> **Vereiste actie A**
Herhaal de volledige Kifid-uitspraak woordelijk.
> **Vereiste actie B**
Kopieer de records letterlijk vanaf het begin tot en met de regel met "positive clicks: (307, 412)".

> **Brondocument**
Mijn Kifid

Uitspraak 2018-587

Uitspraak Geschillencommissie Financiële Dienstverlening nr. 2018-587
(mr. J.S.W. Holtrop, voorzitter en mr. D.W.Y. Sie, secretaris)

Klacht ontvangen op        : 28 augustus 2017

Ingediend door               : Consument

Tegen                           : Stege Financialisten B.V., gevestigd te Ootmarsum, verder te noemen de Adviseur

Datum uitspraak             : 19 september 2018

Aard uitspraak                : Niet-bindend advies

Samenvatting

Consument klaagt erover dat het bedrag van € 3.000,80 dat hij aan de Adviseur heeft betaald als “voorschot” te hoog is, nu uit het dienstverleningsdocument op de website van de Adviseur volgt dat de kosten voor advies enkel € 1.350,- bedragen. Bovendien stelt Consument dat het aan de Adviseur is te wijten dat de hypotheekovereenkomst niet tot stand is gekomen en voert hij daarvoor aan dat de Adviseur zich nauwelijks heeft verdiept in het dossier en zodoende geen rekening heeft gehouden met de medische toestand van de ex-partner van Consument. Gelet op het gegeven dat Consument en zijn ex-partner de relatie hebben verbroken gedurende de hypotheekaanvraag en het gegeven dat de ex-partner niet naar waarheid het formulier voor de overlijdensrisicoverzekering heeft ingevuld, dienen de gevolgen van deze gebeurtenissen uitsluitend voor rekening en risico van Consument en zijn ex-partner te komen. Hoewel de gang van zaken betreurenswaardig is voor Consument en zijn ex-partner, is niet gebleken van enige tekortkoming aan de zijde van de Adviseur. De Commissie is dan ook van oordeel dat de vordering van Consument dient te worden afgewezen.

(Opgeslagen gegevensrecords)
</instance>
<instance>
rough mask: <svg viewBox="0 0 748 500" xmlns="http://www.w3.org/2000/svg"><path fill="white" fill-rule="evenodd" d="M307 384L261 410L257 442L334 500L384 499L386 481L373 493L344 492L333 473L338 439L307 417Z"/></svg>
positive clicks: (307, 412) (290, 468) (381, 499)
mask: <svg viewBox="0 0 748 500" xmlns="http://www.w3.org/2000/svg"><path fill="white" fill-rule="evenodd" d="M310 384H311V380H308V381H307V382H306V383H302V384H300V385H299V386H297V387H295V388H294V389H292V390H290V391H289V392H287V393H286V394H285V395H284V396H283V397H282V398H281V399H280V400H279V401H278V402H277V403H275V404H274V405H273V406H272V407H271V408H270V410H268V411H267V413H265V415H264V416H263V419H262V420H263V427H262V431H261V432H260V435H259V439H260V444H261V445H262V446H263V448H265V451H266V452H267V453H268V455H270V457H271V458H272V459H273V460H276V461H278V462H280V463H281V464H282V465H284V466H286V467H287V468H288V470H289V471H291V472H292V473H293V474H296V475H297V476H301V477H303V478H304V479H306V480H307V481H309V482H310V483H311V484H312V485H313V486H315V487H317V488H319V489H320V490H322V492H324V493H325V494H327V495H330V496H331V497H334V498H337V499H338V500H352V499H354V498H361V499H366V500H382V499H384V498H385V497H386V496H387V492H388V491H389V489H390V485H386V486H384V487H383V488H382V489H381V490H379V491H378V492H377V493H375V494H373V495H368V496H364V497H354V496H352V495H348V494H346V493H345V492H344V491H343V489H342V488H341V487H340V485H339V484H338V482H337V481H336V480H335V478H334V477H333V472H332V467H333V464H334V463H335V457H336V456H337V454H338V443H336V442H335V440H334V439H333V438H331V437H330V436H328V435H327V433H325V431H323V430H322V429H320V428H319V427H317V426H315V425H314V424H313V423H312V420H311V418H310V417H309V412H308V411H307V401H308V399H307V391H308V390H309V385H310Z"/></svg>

> **Resultaat A**
Mijn Kifid

Uitspraak 2018-587

Uitspraak Geschillencommissie Financiële Dienstverlening nr. 2018-587
(mr. J.S.W. Holtrop, voorzitter en mr. D.W.Y. Sie, secretaris)

Klacht ontvangen op        : 28 augustus 2017

Ingediend door               : Consument

Tegen                           : Stege Financialisten B.V., gevestigd te Ootmarsum, verder te noemen de Adviseur

Datum uitspraak             : 19 september 2018

Aard uitspraak                : Niet-bindend advies

Samenvatting

Consument klaagt erover dat het bedrag van € 3.000,80 dat hij aan de Adviseur heeft betaald als “voorschot” te hoog is, nu uit het dienstverleningsdocument op de website van de Adviseur volgt dat de kosten voor advies enkel € 1.350,- bedragen. Bovendien stelt Consument dat het aan de Adviseur is te wijten dat de hypotheekovereenkomst niet tot stand is gekomen en voert hij daarvoor aan dat de Adviseur zich nauwelijks heeft verdiept in het dossier en zodoende geen rekening heeft gehouden met de medische toestand van de ex-partner van Consument. Gelet op het gegeven dat Consument en zijn ex-partner de relatie hebben verbroken gedurende de hypotheekaanvraag en het gegeven dat de ex-partner niet naar waarheid het formulier voor de overlijdensrisicoverzekering heeft ingevuld, dienen de gevolgen van deze gebeurtenissen uitsluitend voor rekening en risico van Consument en zijn ex-partner te komen. Hoewel de gang van zaken betreurenswaardig is voor Consument en zijn ex-partner, is niet gebleken van enige tekortkoming aan de zijde van de Adviseur. De Commissie is dan ook van oordeel dat de vordering van Consument dient te worden afgewezen.

> **Resultaat B**
</instance>
<instance>
rough mask: <svg viewBox="0 0 748 500" xmlns="http://www.w3.org/2000/svg"><path fill="white" fill-rule="evenodd" d="M307 384L261 410L257 442L334 500L384 499L386 481L373 493L344 492L333 473L338 439L307 417Z"/></svg>
positive clicks: (307, 412) (290, 468) (381, 499)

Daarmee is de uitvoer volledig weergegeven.